[START OF Material for this task]

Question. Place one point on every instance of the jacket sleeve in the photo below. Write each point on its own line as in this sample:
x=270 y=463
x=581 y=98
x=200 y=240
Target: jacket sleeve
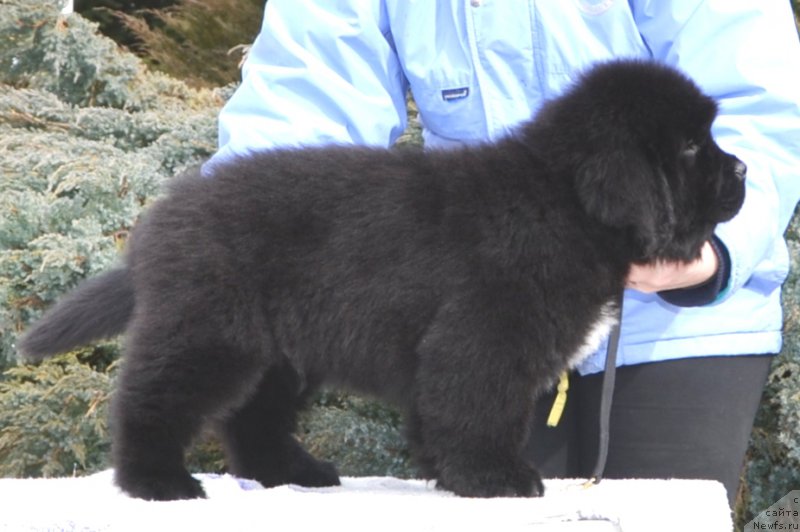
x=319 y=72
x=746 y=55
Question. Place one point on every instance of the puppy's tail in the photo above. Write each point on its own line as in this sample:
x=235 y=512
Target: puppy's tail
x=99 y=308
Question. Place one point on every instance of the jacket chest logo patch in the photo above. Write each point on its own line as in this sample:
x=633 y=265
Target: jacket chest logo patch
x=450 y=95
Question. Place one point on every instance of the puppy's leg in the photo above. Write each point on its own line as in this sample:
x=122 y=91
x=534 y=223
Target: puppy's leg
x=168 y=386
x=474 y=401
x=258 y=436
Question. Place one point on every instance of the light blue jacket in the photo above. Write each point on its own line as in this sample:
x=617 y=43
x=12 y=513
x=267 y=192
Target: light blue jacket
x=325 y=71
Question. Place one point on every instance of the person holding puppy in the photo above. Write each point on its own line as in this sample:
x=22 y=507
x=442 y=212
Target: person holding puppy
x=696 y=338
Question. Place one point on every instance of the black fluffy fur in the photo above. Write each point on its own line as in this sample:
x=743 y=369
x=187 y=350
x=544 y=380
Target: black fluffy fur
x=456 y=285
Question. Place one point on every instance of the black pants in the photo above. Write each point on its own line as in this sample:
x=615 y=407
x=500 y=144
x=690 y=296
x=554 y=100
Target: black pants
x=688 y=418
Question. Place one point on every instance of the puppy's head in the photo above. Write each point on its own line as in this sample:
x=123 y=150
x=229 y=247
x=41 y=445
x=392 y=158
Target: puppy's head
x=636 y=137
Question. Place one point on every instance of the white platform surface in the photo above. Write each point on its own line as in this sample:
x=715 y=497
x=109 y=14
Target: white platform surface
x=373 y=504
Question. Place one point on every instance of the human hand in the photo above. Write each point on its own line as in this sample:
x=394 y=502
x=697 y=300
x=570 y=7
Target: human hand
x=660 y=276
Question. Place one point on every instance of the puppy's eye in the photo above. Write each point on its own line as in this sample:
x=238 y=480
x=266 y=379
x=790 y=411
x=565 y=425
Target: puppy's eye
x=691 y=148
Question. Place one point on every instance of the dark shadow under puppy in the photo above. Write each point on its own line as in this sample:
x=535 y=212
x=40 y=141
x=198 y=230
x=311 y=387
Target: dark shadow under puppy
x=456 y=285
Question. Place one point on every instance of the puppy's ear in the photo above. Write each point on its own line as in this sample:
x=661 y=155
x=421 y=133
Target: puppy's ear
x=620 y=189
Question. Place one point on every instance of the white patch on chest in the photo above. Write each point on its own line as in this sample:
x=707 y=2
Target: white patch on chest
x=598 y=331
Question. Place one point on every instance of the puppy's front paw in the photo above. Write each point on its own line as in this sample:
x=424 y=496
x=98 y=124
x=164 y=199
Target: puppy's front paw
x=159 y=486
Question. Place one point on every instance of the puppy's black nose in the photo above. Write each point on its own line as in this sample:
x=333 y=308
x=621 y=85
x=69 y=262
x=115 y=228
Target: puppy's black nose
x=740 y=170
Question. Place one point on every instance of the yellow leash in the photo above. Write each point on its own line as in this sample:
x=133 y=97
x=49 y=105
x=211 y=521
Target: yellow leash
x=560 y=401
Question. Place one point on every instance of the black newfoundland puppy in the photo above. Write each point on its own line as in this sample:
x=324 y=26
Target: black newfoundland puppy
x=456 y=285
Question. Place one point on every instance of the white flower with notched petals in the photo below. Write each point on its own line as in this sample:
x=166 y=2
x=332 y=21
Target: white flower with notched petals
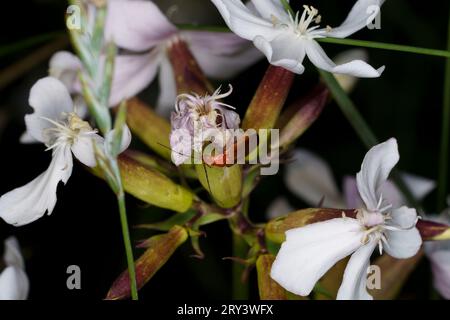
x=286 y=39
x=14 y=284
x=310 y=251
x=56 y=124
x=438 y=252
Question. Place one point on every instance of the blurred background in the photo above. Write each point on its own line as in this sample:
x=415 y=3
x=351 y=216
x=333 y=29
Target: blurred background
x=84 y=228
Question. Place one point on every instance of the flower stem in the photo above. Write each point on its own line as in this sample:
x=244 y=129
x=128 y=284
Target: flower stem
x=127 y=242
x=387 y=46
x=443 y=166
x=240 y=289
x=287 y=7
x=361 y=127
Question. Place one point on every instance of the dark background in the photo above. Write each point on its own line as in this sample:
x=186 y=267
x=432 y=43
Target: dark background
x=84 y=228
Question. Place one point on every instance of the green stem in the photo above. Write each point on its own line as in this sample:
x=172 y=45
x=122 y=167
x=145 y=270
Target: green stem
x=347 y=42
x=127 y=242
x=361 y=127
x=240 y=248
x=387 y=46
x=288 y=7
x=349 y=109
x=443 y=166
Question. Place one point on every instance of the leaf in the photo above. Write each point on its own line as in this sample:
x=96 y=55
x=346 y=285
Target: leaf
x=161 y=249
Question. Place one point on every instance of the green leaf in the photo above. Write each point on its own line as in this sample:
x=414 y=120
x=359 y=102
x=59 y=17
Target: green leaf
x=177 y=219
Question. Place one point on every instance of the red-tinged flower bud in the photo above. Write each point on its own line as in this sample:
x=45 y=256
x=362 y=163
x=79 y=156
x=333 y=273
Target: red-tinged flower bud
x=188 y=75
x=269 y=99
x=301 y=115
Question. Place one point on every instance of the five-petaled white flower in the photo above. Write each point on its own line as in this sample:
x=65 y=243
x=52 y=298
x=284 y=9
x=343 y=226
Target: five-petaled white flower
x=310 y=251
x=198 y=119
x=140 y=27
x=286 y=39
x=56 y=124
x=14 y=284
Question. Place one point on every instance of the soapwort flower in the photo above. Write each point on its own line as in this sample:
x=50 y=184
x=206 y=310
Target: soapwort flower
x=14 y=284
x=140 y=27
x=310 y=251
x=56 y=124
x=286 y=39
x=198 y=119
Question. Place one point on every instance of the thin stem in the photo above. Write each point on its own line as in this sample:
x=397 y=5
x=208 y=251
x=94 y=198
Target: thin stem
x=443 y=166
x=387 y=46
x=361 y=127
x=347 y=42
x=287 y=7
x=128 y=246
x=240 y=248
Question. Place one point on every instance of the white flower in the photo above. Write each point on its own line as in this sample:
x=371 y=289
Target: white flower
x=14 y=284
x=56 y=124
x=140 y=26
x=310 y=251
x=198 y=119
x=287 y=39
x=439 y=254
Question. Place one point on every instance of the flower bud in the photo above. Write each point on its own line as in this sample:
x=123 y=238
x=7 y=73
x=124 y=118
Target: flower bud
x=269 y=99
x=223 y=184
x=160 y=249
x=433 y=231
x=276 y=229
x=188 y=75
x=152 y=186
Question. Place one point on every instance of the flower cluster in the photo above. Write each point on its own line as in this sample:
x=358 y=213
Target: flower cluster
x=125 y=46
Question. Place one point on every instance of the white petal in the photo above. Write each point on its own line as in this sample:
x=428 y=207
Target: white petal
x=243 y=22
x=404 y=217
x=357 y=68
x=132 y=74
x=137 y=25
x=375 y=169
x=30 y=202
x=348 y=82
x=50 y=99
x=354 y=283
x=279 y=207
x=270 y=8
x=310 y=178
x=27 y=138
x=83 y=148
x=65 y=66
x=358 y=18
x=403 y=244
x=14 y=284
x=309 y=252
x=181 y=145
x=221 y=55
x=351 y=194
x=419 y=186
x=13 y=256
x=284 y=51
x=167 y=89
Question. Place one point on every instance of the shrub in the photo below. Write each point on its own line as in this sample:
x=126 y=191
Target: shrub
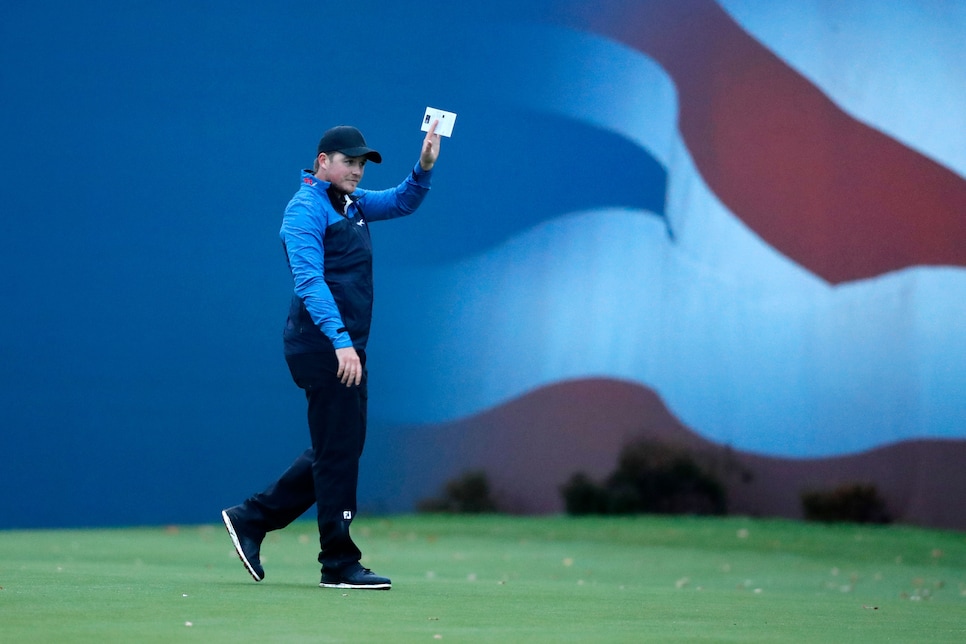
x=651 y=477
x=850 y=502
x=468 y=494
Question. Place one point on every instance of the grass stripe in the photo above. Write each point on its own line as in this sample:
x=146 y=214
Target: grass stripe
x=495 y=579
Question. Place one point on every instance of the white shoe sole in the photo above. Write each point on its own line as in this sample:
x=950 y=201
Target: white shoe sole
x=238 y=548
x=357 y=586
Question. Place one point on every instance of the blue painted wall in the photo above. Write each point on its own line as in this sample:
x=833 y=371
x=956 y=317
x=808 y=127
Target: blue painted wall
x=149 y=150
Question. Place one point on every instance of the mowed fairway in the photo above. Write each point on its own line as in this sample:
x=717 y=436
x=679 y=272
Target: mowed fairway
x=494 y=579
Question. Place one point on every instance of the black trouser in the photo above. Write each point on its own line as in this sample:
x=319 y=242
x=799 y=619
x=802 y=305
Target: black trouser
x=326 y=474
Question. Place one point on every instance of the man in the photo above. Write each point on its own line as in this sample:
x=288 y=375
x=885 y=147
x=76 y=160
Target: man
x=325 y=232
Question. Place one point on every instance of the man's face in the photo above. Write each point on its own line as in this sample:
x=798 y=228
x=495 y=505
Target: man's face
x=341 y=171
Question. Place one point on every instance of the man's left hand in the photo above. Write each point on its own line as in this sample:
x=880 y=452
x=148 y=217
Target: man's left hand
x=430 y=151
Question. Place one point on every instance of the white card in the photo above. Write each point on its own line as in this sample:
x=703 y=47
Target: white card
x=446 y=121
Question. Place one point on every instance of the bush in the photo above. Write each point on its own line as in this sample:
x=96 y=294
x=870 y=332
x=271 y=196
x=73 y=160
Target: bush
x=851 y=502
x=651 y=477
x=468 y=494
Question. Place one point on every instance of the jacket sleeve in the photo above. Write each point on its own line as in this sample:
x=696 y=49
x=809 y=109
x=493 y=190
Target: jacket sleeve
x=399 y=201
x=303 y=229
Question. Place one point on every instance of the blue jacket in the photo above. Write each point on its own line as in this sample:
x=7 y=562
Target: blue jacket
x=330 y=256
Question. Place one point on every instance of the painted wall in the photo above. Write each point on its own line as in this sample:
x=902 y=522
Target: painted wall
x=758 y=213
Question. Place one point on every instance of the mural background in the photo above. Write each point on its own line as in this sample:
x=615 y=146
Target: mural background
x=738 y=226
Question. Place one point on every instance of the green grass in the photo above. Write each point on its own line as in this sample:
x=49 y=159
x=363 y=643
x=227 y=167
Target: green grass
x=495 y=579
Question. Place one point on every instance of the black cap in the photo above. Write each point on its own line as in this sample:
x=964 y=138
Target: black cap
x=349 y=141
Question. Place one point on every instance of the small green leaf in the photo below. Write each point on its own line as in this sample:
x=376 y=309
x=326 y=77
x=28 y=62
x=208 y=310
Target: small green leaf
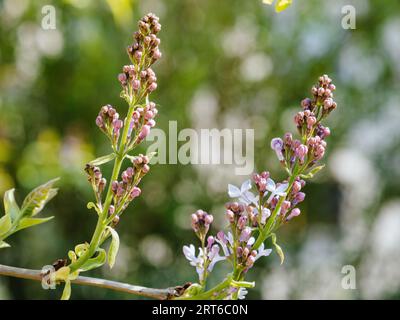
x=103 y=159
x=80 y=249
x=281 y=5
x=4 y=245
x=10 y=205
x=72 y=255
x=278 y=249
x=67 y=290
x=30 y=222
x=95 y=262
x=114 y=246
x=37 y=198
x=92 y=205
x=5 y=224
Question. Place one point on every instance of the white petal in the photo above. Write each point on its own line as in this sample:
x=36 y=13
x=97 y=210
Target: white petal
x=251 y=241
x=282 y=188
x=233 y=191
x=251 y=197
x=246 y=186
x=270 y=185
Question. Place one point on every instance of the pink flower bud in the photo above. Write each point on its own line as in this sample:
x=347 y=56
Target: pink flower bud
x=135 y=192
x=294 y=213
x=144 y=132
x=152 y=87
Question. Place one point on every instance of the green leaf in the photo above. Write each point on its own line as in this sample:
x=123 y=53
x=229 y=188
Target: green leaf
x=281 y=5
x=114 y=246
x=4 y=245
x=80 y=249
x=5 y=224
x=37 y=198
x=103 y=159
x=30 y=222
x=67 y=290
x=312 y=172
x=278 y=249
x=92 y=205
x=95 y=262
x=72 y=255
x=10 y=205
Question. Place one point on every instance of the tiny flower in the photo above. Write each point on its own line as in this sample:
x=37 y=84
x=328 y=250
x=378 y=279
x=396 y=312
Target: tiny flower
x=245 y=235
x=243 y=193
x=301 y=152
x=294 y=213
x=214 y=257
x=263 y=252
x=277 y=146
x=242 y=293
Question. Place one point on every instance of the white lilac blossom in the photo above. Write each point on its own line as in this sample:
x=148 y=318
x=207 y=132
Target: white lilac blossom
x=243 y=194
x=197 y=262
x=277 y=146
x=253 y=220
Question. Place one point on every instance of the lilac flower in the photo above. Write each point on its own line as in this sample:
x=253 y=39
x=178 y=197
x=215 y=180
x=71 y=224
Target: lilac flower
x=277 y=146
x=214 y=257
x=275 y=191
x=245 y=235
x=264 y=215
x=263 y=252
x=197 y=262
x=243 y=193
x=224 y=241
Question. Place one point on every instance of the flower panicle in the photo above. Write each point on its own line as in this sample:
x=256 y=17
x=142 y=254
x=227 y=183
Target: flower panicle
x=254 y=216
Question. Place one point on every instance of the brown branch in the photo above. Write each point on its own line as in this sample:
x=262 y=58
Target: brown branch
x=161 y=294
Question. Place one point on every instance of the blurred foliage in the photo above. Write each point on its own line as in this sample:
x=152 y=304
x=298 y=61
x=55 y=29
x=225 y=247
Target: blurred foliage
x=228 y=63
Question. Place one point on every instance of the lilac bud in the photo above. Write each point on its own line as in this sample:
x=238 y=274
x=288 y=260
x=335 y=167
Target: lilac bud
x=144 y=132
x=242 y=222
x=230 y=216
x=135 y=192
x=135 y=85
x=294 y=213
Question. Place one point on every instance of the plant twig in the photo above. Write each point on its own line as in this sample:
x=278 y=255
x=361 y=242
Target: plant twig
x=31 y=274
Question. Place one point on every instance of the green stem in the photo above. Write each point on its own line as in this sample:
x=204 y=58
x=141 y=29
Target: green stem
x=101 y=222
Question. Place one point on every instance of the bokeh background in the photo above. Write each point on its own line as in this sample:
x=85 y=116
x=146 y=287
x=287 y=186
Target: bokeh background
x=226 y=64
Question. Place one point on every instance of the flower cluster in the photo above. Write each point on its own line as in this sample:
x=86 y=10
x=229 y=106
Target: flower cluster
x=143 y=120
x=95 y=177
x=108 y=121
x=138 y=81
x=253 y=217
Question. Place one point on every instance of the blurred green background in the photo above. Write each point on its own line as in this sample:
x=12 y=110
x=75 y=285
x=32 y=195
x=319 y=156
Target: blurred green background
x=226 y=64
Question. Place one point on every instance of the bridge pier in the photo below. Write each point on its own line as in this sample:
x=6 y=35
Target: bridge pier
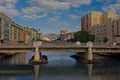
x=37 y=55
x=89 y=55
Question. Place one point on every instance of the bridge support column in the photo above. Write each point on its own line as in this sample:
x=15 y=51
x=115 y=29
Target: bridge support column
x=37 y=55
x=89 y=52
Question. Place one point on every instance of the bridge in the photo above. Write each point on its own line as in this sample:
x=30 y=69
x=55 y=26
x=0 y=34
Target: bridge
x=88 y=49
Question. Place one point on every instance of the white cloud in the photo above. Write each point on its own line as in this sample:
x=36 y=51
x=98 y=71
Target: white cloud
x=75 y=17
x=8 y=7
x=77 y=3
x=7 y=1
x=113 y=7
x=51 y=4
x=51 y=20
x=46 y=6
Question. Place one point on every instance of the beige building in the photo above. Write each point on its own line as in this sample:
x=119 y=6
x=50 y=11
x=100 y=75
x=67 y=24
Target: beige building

[END OF Material for this task]

[Request] Output the span from the line with "Question. Place one point on every instance of the bridge pier" through the last line of the data, inclusive and exact, and omit every picture.

[Expected answer]
Question. Place one point on every instance of the bridge pier in the photo below. Write each point on its own line as in this sample:
x=6 y=35
Target: bridge pier
x=37 y=55
x=89 y=55
Question. Place one point on every instance of the bridge support column in the photo above. Write each point on its own line as in this sample:
x=15 y=51
x=115 y=29
Target: bridge support column
x=37 y=55
x=89 y=52
Question. Place one point on every instance of the bridge in the photo above. Write each point on its own line as in this sample:
x=30 y=69
x=55 y=26
x=0 y=34
Target: bridge
x=88 y=49
Question. Place one point on every instance of the white cloud in the photo above. Write each point on its own line as in this sample:
x=36 y=51
x=98 y=71
Target: white cloud
x=75 y=17
x=8 y=7
x=77 y=3
x=7 y=1
x=113 y=7
x=51 y=4
x=51 y=20
x=46 y=6
Question. Place one point on every instance of the beige building in the photo above. Write each point on its own line as in this sample:
x=119 y=6
x=50 y=11
x=100 y=75
x=67 y=24
Target: beige building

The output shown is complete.